* **Reading passage**
Results showed: in  Study 1 dyslexic underperformed compared, exhibiting significantly more errors, particularly phonologically plausible; in study 2 Articulatory suppression worsened dyslexics' performance also in  short stimuli, (while comparable accuracy to controls under normal conditions)

 

The study is well and classically done. It has the privilege to focus on spelling It does not offer very new data but confirm other studies. The most interesting result is for me effects of word length and word frequency on spelling performances. The authors show that dyslexia impair specially performances in  the interfering situation on the spelling of short stimuli and high-frequency ones, suggesting also some non-automatized processes at the lexical and sublexical level.  I have some comments,  mentioned under

 

Introduction

is clear, the background is well presented and the influence of transparence of orthography is well presented. the reason why to choose spelling task is mentioned. I do however find that the reason for choosing the paradigms (Spelling, different word length articulatory suppression) lack of clarity, as well as the theoretical hypotheses which drove the study. I would find nice to drive the theoretical reasons other than “We tried this paradigm.”

* **Data extracts**
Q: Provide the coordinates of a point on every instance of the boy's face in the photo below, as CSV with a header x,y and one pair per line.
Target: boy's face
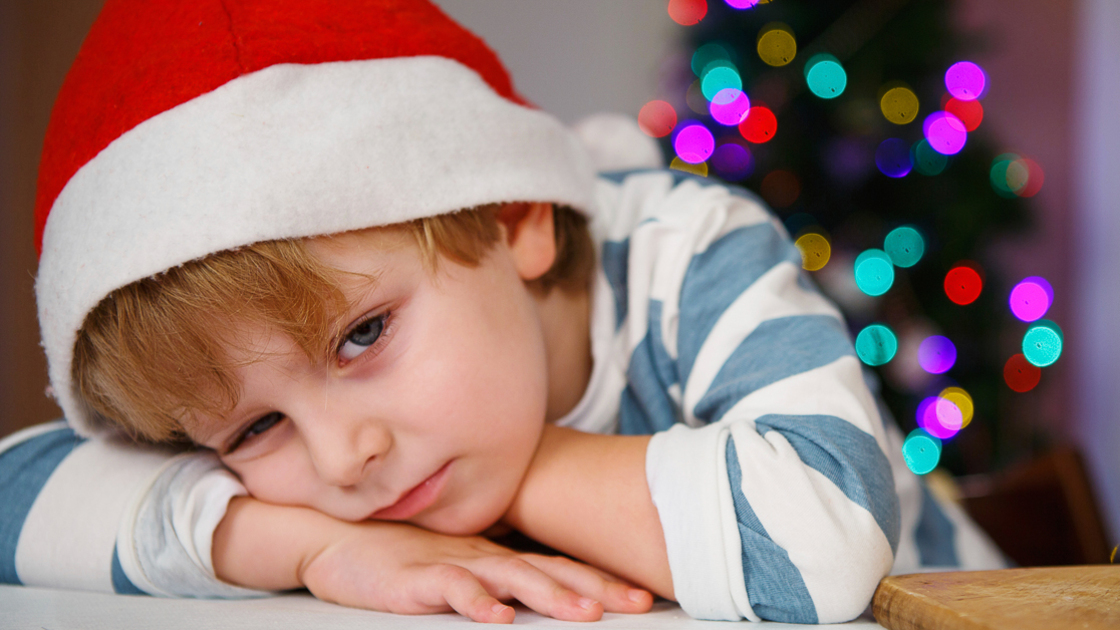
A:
x,y
428,410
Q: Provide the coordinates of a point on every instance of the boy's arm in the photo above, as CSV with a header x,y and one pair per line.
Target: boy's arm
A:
x,y
767,464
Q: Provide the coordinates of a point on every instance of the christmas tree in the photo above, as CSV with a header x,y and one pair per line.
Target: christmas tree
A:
x,y
860,123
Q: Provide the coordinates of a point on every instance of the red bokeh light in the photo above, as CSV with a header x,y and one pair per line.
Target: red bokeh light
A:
x,y
970,112
688,12
759,126
656,119
1020,374
963,285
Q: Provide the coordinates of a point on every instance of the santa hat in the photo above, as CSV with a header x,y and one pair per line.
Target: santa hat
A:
x,y
190,127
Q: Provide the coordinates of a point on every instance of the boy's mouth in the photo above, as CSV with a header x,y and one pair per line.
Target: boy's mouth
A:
x,y
417,499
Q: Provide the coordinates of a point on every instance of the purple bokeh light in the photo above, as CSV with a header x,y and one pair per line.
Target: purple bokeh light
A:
x,y
693,142
1032,298
945,132
940,417
966,81
729,107
733,161
936,354
893,158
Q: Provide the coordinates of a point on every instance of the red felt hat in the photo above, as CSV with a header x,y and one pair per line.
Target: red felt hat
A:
x,y
190,127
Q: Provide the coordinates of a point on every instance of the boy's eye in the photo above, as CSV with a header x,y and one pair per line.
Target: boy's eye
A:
x,y
361,337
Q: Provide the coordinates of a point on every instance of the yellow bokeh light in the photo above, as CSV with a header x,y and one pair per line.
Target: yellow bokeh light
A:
x,y
814,251
899,105
776,45
700,169
963,401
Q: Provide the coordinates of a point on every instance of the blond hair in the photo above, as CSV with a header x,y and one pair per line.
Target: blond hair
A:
x,y
156,351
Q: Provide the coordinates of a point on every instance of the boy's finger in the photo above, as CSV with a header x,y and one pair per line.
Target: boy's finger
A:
x,y
616,594
537,590
466,595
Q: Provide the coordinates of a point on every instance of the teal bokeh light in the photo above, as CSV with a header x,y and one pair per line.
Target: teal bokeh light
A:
x,y
926,160
826,76
874,271
905,247
719,77
921,451
1042,345
876,344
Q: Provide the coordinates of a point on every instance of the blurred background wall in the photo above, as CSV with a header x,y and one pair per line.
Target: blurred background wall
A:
x,y
1053,66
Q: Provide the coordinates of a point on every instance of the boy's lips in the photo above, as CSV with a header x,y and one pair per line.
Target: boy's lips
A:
x,y
417,499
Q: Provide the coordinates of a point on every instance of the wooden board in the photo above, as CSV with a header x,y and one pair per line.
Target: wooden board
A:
x,y
1085,598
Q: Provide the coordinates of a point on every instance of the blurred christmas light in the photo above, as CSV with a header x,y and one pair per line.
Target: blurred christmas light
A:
x,y
1042,344
921,451
966,81
707,54
693,142
700,169
969,112
729,107
1020,374
656,119
733,161
688,12
963,401
945,132
776,44
936,354
1030,298
893,158
899,105
826,76
926,160
998,174
719,76
759,126
814,251
876,344
780,188
1025,177
963,285
874,271
904,246
941,417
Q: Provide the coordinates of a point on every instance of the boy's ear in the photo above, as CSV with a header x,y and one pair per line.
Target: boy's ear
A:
x,y
530,235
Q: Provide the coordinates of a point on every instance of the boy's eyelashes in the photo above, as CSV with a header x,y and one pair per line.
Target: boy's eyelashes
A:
x,y
262,424
361,336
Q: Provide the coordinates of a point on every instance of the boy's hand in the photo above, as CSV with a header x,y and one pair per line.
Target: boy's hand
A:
x,y
398,567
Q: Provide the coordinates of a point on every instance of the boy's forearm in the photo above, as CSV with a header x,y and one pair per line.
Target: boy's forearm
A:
x,y
263,546
587,496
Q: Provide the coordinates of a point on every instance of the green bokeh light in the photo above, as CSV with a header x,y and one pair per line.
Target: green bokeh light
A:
x,y
719,77
826,76
904,246
876,344
921,451
1042,345
874,271
926,160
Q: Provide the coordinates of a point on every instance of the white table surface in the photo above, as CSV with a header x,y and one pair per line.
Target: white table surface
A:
x,y
45,609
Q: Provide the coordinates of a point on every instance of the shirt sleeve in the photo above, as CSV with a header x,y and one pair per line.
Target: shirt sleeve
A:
x,y
99,515
768,463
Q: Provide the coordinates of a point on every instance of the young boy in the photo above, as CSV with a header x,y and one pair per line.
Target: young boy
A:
x,y
328,242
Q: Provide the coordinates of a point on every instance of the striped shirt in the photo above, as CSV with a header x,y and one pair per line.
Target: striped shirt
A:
x,y
777,479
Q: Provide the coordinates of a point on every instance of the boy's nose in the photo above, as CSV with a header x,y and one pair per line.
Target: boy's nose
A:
x,y
342,448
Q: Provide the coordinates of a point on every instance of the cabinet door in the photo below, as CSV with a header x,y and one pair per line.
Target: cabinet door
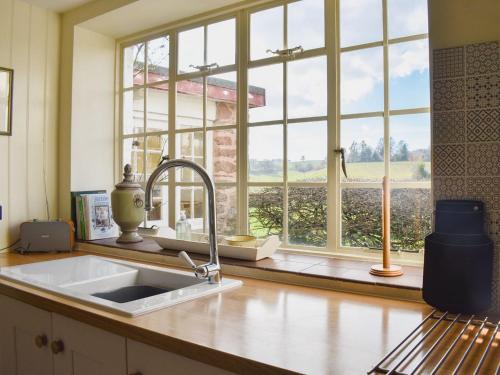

* **Required tasks**
A) Answer these questions about the review:
(i) In Study 2, what worsened the dyslexic participants' performance?
(ii) Which result does the reviewer find most interesting?
(iii) What two things does the reviewer say lack clarity in the introduction?
B) Can you return, unchanged, the stretch of the review from "Results showed: in  Study" through "under normal conditions)"?
This data has nothing to do with the review.

* **Responses by task**
A)
(i) Articulatory suppression.
(ii) The effects of word length and word frequency on spelling performance.
(iii) The reason for choosing the paradigms (spelling, different word length, articulatory suppression) and the theoretical hypotheses that drove the study.

B)
Results showed: in  Study 1 dyslexic underperformed compared, exhibiting significantly more errors, particularly phonologically plausible; in study 2 Articulatory suppression worsened dyslexics' performance also in  short stimuli, (while comparable accuracy to controls under normal conditions)